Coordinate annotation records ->
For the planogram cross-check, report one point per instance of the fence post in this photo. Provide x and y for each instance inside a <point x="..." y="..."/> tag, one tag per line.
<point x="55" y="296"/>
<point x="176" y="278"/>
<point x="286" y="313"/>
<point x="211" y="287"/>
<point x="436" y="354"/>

Problem details ->
Can you quote the material above line for line, leaving every character unchanged?

Exercise answer ->
For the planogram cross-check, report one point per instance of the fence post in this photo. Provide x and y for each instance inside a <point x="..." y="..."/> tag, one tag per line.
<point x="55" y="296"/>
<point x="176" y="278"/>
<point x="286" y="313"/>
<point x="211" y="287"/>
<point x="436" y="354"/>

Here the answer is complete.